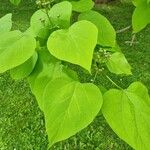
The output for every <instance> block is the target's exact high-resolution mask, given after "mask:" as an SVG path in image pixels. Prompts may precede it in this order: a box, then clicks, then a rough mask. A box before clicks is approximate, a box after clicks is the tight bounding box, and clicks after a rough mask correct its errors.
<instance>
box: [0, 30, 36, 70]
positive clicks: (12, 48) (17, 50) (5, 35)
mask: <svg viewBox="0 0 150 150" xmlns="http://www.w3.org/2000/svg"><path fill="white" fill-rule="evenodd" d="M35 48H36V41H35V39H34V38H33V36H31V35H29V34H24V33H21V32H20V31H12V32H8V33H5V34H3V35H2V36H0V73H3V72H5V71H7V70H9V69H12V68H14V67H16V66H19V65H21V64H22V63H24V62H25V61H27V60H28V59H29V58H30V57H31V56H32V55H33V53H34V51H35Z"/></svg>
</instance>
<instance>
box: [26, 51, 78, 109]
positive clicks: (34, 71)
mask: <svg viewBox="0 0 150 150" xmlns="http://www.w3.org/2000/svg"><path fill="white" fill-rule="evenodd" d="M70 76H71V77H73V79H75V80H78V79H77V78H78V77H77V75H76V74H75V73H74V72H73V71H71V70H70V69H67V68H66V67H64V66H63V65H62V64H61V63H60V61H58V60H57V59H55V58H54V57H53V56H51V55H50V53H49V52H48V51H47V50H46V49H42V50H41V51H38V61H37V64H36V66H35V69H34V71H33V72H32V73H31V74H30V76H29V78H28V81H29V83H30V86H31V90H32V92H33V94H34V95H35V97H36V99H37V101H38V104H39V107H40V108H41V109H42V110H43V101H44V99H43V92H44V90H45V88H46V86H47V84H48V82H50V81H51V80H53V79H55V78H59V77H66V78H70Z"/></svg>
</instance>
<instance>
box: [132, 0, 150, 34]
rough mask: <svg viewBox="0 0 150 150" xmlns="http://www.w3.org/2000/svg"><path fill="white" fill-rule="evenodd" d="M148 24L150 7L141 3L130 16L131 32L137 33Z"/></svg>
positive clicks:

■ Required action: Your answer must be an exact copy of the records above, with every picture left out.

■ Solved problem:
The output for every <instance> block is the target's exact high-resolution mask, given after "mask:" as an SVG path in image pixels. Prompts may precede it in this order: a box, then clicks, then a rough mask. A box before clicks is approximate, a box after clicks is the tight bounding box, and clicks after a rough mask correct its errors.
<instance>
box: [0, 30, 36, 70]
positive clicks: (12, 48) (17, 50) (5, 35)
mask: <svg viewBox="0 0 150 150" xmlns="http://www.w3.org/2000/svg"><path fill="white" fill-rule="evenodd" d="M35 48H36V41H35V39H34V38H33V36H31V35H29V34H24V33H21V32H20V31H12V32H8V33H5V34H3V35H2V36H0V73H3V72H5V71H7V70H9V69H12V68H14V67H16V66H19V65H21V64H22V63H24V62H25V61H27V60H28V59H29V58H30V57H31V56H32V55H33V53H34V51H35Z"/></svg>
</instance>
<instance>
box: [26, 51, 78, 109]
positive clicks: (34, 71)
mask: <svg viewBox="0 0 150 150" xmlns="http://www.w3.org/2000/svg"><path fill="white" fill-rule="evenodd" d="M70 76H71V77H73V79H75V80H78V79H77V78H78V77H77V75H76V74H75V73H74V72H73V71H71V70H70V69H67V68H66V67H64V66H63V65H62V64H61V63H60V61H58V60H57V59H55V58H54V57H53V56H51V55H50V53H49V52H48V51H47V50H46V49H42V50H41V51H38V61H37V64H36V66H35V69H34V71H33V72H32V73H31V74H30V76H29V78H28V81H29V83H30V86H31V90H32V92H33V94H34V95H35V97H36V99H37V101H38V104H39V107H40V108H41V109H42V110H43V101H44V99H43V92H44V90H45V88H46V86H47V84H48V82H50V81H51V80H53V79H55V78H59V77H66V78H70Z"/></svg>
</instance>
<instance>
box: [132, 0, 150, 34]
rough mask: <svg viewBox="0 0 150 150" xmlns="http://www.w3.org/2000/svg"><path fill="white" fill-rule="evenodd" d="M148 24L150 7L141 3L130 16L131 32L137 33Z"/></svg>
positive clicks:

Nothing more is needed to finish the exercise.